Résumé: Carilé, la jeune narratrice, est dans un drôle d'état : elle pleure tout le temps. Pendant un de leurs rendez-vous, son amoureux, inquiet, l'encourage à formuler « ce qui ne va pas » : c'est le départ d'une enquête burlesque et pleine de coeur qui nous promène de l'enfance à la vie d'adulte, d'une campagne française en pleine mutation à un reportage télé sur les lieux d'un massacre de civils, en Asie... avec un passage par la capitale française, Paris, un certain 13 novembre 2015. Chagrins intimes et inquiétudes géopolitiques s'accumulent et débordent en une seule grosse larme à la fois politique et sensible, dessinant un récit singulier, très libre, très drôle, et qui attrape avec finesse les questions de l'époque.
La question semble banale. Pour Carilé, elle déclenche une réaction en chaîne. Une larme perle. Une seconde la suit. Puis, c'est le déluge. Le barrage lâche. De grandes eaux s'échappent de ses yeux. Elle ne pleure pas. Elle chiale. Pire encore, elle chiâle. L'accent circonflexe accentue encore le flux ininterrompu qui jaillit d'elle. Cela n'a rien de romantique. Ce n'est pas de la tristesse. C'est bien plus que cela. Il y a de la colère, du désespoir, de la violence, du dégoût... Chialer, c'est sale. C'est subversif. C'est autant un cri de rage qu'une complainte.
Et tout ça pour quoi ?
Pour les illusions perdues de l'enfance, pour la prise de conscience de tout ce qui lui a échappé dans le cocon familial, pour la perte de l'innocence, pour un certain treize novembre, pour la difficile intégration d'une angevine rurale et docile et timide dans le tumulte parisien, pour les victimes d'une "opération humanitaire" sur des plages de l'horreur bien loin d'ici, pour hurler contre la profanation de la beauté du monde...

**Objectif 1:** Renvoyez, sans les modifier, toutes les lignes ci-dessous qui contiennent la chaîne « ship ».
**Objectif 2:** Reprenez la présentation du récit de Carilé ci-dessus et prolongez-la à partir de sa dernière phrase.

**Données stockées:**
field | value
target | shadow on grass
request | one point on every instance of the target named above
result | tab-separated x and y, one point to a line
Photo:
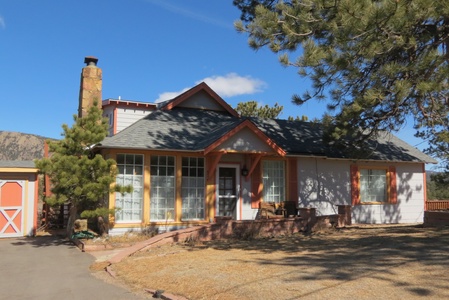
356	253
43	241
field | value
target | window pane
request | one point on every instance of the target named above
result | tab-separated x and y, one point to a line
120	158
373	185
193	188
273	177
162	197
129	204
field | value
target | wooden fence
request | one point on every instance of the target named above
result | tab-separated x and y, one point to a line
437	205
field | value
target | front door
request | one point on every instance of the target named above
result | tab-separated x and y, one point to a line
227	204
11	208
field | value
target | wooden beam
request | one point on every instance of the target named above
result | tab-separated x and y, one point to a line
253	164
213	166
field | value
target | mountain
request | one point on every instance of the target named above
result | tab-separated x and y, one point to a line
21	146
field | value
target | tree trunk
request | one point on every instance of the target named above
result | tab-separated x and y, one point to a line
71	222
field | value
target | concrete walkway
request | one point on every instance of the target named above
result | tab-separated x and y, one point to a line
51	268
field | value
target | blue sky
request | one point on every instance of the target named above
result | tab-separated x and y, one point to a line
148	49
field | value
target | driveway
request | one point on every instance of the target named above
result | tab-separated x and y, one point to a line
51	268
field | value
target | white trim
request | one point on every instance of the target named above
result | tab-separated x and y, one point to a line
237	188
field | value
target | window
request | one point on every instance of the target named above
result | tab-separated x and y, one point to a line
373	185
193	183
162	196
273	179
130	172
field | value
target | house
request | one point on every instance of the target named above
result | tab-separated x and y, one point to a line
193	158
18	198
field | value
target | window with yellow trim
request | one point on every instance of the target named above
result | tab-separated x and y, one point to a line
373	185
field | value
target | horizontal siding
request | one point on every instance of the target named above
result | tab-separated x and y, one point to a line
323	184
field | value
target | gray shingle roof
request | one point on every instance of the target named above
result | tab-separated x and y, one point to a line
178	129
195	130
306	138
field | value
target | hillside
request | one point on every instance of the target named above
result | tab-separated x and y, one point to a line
20	146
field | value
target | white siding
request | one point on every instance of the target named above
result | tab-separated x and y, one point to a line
324	183
108	112
410	207
202	100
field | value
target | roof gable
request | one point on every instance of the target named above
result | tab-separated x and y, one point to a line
245	137
200	97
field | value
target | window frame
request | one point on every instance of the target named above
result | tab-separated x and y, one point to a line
282	187
122	198
356	184
185	184
162	178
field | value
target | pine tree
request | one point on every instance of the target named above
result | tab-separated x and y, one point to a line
376	62
252	109
78	174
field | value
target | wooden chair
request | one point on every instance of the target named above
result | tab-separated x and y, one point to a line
271	210
267	210
291	208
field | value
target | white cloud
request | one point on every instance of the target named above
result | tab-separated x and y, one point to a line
233	84
169	95
229	85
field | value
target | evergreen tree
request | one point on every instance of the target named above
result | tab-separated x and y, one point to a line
252	109
377	62
77	174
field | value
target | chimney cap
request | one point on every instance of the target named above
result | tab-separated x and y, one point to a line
90	60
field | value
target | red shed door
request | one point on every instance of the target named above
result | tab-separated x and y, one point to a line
11	208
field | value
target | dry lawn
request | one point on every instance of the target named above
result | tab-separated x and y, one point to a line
390	262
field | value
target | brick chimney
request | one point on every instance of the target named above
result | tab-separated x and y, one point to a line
90	86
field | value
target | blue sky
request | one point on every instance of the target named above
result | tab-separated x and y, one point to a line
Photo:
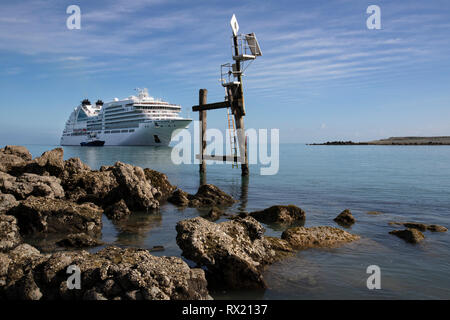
323	75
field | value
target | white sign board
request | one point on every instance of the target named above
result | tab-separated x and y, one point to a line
234	25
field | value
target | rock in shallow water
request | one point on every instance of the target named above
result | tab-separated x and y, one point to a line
79	240
234	252
161	183
409	235
41	215
134	188
345	218
9	233
111	273
19	151
117	211
280	214
13	158
317	237
99	187
7	201
50	162
30	184
420	226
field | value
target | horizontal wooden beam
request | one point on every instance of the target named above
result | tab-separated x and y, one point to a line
211	106
219	158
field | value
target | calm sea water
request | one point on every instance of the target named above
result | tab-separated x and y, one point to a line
405	183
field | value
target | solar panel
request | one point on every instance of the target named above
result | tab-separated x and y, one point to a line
253	44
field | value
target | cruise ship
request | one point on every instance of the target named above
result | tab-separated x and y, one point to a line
136	121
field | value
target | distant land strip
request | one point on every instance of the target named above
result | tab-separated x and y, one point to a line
393	141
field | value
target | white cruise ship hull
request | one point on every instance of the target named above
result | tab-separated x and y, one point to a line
152	133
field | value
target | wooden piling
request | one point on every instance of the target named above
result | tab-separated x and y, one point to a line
202	100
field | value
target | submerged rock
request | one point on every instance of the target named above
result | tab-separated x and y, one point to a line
79	240
420	226
7	201
13	158
345	218
179	198
30	184
117	211
161	183
234	252
111	273
16	277
50	162
374	213
42	215
280	214
9	233
409	235
134	188
73	166
214	214
317	237
99	187
19	151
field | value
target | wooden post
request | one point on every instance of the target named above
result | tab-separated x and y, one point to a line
239	112
202	97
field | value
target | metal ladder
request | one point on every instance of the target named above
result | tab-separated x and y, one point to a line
233	137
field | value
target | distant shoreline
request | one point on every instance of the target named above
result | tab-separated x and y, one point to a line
393	141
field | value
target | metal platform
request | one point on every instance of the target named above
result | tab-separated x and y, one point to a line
219	158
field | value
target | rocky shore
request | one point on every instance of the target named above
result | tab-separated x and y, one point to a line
65	201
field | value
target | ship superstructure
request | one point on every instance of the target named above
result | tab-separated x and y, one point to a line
138	120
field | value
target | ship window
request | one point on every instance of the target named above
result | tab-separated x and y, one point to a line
82	115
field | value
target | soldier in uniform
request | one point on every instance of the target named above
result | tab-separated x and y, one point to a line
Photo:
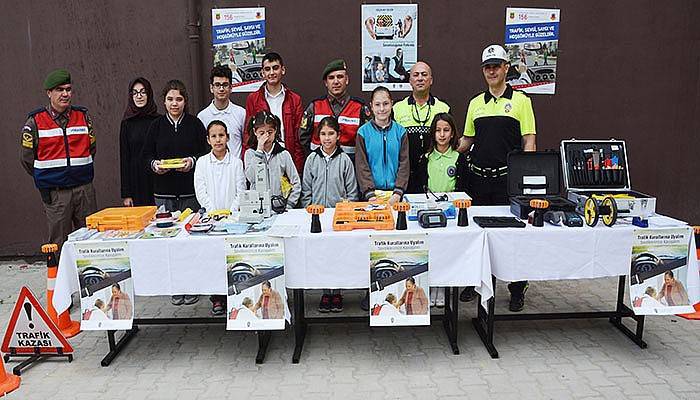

**Réponse rédigée 1:**
target | cruise ship
target | white cruise ship hull
target | ship superstructure
target | ship window

**Réponse rédigée 2:**
La Chiâle ne se plie pas à l'esthétisme facile. Elle ne cherche pas à invoquer de jolies images censées réconforter le lecteur. Cette bande dessinée force le trait sur la laideur et le ridicule. Les rares moments de grâce n'en sont que plus marquants. Loin de sacrifier à une forme de désespoir primaire, le ton relève plus de la tragi-comédie, toute en outrance et en excès. Il oscille entre le burlesque et la caricature. Le dessin de Claire Braud, qui met en scène une version exacerbée d'elle-même, se permet une grande liberté pour traduire sa sensibilité à fleur de peau, tempérée par un humour ravageur.
Ce livre ne cherche pas à charmer le lecteur. Au contraire, il le bouscule, il le dérange, il tranche dans un monde qui n'aime pas ce qui ne respecte pas une certaine retenue. Une femme qui craque en pleine rue, qui laisse un torrent lacrymal se déverser sans retenue, relève de la pire faute de gout. C'est intolérable, à moins que ce soient toutes les tragédies intimes et universelles transparaissant dans ces sanglots qui devraient scandaliser.
L'autrice de Mambo propose un roman graphique tonitruant, mêlant angoisse, dégoût et un esprit de dérision salutaire. Il n'y a rien d'aimable dans son travail. Il fait l'effet d'un clown triste dont les pitreries n'arrivent pas à dissimuler le profond malaise qu'il ressent. Parfois, l'envie de rire prend le dessus. À d'autres moments, la tristesse s'impose. Et au bout de tout cela, l'espoir ?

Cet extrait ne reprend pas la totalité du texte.